• May 5

JERK Report #12: Who owns what you write with AI?

AI ownership isn't one question. It's six — and each platform answers them differently. A six-by-five comparison of where the major platforms stand, plus a read on why three legal domains that used to operate separately are now actively reshaping each other.

I'm not a lawyer. This is signal commentary on a fast-moving legal landscape, not legal advice. Terms cited reflect publicly available documents as of May 2026 and may have changed. Run any decisions past your own counsel before acting.

 Today's report is structured a little differently. The four signals — position, velocity, acceleration, jerk — come further down than usual. The setup matters. Keep reading.

This week's note started with me wondering whether what I publish in the JERK Report is copyrightable. Do I own that IP?

I thought the question was whether AI companies are claiming rights to what we create with their tools.

It's more nuanced than that.

Last week the question was who is using AI. This week the question is who owns what comes out the other side.

And it matters to you and your business — because the rules aren't where most people think they are. They're changing fast. If you use AI for your own work, your team's work, or your clients' work, the contract you signed governs what you can do, what gets kept, and what gets used. Most people haven't read it.

AI ownership isn't one question. It's six.

Each platform answers them differently.

Fragmentation

In the late 1990s, Esther Dyson saw this coming. She wrote that copyright was about to come apart. The bundle of rights that copyright law had treated as one thing — ownership, control, attribution, payment — was going to fragment under digital conditions.

Each question would have to be answered on its own.

Each would have its own contract.

She was right.

In 2013, Jaron Lanier saw the next move and wrote about it in Who Owns the Future? He pointed out that Instagram, when Facebook bought it for a billion dollars, had thirteen employees. Kodak at its peak had a hundred and forty thousand. Both companies were worth roughly the same.

[Collection entries]
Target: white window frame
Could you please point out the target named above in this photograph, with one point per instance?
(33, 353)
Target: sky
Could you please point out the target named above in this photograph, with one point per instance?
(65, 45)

- [Activity 1] According to the report on AI ownership, why should the question of who owns AI output matter to people who use AI for their own, their team's, or their clients' work? Answer in one to three sentences.
- [Activity 2] In the report on AI ownership, how many employees did Instagram have when Facebook bought it?
The records are separate material and are unrelated to the report.

- [Solution 1] The rules aren't where most people think they are, and they're changing fast. The contract you signed governs what you can do, what gets kept, and what gets used, and most people haven't read it.

- [Solution 2] Thirteen.